Document extract
════════════════════

I think this is not true for most programming languages. Most of the ones we use today have converged around an imperative model with fairly similar functionality. Converting from one to another can often be done programmatically!

2 comments

The question isn’t whether there exists a function that can translate one language to another. If they’re Turing complete, it’s certainly the case that the same software CAN be written in different languages. The question is whether or not it would produce idiomatic code in the target language and whether or not you/the developer would recognize it as (not) idiomatic when it did.

You can’t tell me that precisely the same paradigms, mechanics, patterns and practices will be used to develop software in both Java/Spring and Ruby/Rails, for example. The way you need to (be able to) think about how you write the software using those two languages will be non-trivially different.

I mean, absolutely and obviously not, right?

════════════════════

Records provided
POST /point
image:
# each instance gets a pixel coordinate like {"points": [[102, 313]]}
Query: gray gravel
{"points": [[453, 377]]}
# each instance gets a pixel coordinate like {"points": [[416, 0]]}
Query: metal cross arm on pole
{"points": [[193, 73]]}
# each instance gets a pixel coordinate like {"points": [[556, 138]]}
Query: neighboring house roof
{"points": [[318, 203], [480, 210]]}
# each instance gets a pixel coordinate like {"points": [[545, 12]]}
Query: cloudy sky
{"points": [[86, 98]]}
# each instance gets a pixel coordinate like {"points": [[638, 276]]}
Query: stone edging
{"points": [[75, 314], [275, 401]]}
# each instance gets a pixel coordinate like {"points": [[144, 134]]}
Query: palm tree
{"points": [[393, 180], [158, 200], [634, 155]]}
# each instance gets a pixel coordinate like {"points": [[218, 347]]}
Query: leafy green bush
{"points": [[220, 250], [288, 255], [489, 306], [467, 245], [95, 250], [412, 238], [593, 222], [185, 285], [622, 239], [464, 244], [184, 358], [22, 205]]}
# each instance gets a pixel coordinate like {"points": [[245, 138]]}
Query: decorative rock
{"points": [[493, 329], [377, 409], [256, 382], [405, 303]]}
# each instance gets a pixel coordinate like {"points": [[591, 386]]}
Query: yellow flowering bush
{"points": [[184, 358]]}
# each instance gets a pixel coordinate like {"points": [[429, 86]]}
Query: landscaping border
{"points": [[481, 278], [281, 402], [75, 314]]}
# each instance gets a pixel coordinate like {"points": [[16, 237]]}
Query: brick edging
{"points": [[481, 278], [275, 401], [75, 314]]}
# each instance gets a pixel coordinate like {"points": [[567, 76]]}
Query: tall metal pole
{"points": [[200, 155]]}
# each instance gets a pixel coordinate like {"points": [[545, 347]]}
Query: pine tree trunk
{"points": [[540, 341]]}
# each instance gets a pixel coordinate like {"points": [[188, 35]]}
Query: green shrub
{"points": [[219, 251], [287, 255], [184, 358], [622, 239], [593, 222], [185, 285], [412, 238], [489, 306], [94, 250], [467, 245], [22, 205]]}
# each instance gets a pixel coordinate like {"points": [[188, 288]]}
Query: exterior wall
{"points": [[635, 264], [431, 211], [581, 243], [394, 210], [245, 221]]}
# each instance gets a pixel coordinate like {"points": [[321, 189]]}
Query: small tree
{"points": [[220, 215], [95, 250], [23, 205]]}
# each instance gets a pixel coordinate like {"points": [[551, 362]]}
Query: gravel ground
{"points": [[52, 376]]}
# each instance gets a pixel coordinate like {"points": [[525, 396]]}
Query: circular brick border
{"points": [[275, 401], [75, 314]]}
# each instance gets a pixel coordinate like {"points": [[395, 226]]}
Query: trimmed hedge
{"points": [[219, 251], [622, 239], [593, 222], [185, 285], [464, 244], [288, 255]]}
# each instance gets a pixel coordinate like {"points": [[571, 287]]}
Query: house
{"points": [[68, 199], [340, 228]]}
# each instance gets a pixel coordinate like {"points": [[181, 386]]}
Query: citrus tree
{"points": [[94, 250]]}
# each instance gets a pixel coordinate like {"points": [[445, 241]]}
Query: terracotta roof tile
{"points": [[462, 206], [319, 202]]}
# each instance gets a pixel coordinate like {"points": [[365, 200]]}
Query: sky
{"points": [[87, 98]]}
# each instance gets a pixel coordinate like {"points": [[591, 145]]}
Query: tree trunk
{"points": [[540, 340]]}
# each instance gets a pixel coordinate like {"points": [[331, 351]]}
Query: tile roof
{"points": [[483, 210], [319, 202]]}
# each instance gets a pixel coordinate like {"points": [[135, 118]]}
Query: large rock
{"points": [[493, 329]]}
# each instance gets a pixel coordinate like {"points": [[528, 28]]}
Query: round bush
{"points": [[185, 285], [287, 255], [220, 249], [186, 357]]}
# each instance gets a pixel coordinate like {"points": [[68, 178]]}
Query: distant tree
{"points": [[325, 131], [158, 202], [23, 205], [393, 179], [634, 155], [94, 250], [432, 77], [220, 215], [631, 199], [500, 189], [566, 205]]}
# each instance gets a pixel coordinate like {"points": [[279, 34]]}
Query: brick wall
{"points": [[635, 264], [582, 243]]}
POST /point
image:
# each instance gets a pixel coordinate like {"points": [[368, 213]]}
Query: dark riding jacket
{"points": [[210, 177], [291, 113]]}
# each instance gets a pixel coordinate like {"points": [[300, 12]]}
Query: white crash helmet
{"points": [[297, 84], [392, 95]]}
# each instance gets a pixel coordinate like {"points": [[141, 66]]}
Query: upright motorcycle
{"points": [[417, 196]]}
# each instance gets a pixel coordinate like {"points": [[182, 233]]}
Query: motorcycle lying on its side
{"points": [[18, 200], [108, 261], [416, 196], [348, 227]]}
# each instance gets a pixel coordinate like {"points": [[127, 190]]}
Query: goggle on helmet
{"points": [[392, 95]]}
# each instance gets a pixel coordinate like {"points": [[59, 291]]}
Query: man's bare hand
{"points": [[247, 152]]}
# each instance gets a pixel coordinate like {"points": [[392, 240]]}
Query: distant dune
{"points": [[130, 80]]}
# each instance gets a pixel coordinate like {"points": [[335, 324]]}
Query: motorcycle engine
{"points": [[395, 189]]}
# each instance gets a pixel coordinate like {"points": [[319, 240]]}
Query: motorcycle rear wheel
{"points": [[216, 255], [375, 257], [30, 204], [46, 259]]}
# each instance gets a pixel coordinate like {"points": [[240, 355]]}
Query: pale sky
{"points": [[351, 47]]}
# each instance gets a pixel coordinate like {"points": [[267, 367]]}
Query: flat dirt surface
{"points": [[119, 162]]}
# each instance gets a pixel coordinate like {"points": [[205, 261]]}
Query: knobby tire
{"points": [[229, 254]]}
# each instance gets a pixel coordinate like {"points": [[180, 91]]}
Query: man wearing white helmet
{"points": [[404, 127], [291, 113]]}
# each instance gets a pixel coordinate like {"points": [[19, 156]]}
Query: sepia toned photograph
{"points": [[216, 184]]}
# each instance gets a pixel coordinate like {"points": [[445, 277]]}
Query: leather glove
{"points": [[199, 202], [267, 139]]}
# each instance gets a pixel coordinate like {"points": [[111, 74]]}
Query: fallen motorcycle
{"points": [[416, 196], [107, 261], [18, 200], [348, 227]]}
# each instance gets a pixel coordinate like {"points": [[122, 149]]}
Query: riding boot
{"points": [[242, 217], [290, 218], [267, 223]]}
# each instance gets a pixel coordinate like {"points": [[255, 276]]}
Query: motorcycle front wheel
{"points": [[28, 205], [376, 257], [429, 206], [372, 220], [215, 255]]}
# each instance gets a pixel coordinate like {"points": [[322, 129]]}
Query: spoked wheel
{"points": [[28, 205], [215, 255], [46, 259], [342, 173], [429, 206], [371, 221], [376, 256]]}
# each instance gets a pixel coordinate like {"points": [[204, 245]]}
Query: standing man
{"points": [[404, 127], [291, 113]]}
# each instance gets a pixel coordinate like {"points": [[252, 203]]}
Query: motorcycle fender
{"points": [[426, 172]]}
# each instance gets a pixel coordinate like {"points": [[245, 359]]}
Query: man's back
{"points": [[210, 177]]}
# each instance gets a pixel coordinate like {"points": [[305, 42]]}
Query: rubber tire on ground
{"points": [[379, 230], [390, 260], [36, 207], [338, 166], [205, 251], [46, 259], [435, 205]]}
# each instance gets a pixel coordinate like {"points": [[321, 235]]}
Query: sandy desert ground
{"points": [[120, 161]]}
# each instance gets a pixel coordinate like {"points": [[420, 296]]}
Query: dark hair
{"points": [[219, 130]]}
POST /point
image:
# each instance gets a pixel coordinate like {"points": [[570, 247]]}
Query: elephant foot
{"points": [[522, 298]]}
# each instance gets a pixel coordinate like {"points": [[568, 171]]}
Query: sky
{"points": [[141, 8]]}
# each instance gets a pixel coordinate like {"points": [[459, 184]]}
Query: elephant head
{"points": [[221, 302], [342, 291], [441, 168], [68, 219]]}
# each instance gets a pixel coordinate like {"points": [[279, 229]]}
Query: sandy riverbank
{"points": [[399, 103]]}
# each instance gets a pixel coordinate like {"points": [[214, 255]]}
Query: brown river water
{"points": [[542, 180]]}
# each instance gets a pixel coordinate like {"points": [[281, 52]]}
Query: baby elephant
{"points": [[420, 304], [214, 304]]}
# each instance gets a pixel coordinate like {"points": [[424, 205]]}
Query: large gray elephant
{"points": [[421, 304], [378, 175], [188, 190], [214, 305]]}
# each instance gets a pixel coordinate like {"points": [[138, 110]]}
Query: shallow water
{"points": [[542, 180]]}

════════════════════

Goals
1: From the discussion of translating between programming languages, extract the stretch from "You can’t tell" through "obviously not, right?".
2: In the discussion of translating between programming languages, which two language and framework pairings are given as an example?
3: Proceed with the discussion of translating between programming languages, starting after its final sentence.

Expected results
1:
You can’t tell me that precisely the same paradigms, mechanics, patterns and practices will be used to develop software in both Java/Spring and Ruby/Rails, for example. The way you need to (be able to) think about how you write the software using those two languages will be non-trivially different.

I mean, absolutely and obviously not, right?

2: Java/Spring and Ruby/Rails.

3:
Like, languages aren't just different ways to express the same underlying concepts? It's clearly not the case that you can just transliterate a program in language X to language Y and expect to get the same behavior, functionality, etc. in the end?

> It's clearly not the case that you can just transliterate a program in language X to language Y and expect to get the same behavior, functionality, etc. in the end?

You most definitely can; if you have Turing complete languages A and B, you can implement an interpreter for A in B and B in A; you can implement a simple X86/aarch64 interpreter in either A or B and use that to run compiled/interpreted programs in the other; you can also write higher-level routines that map to language constructs in one or the other to convert between the two.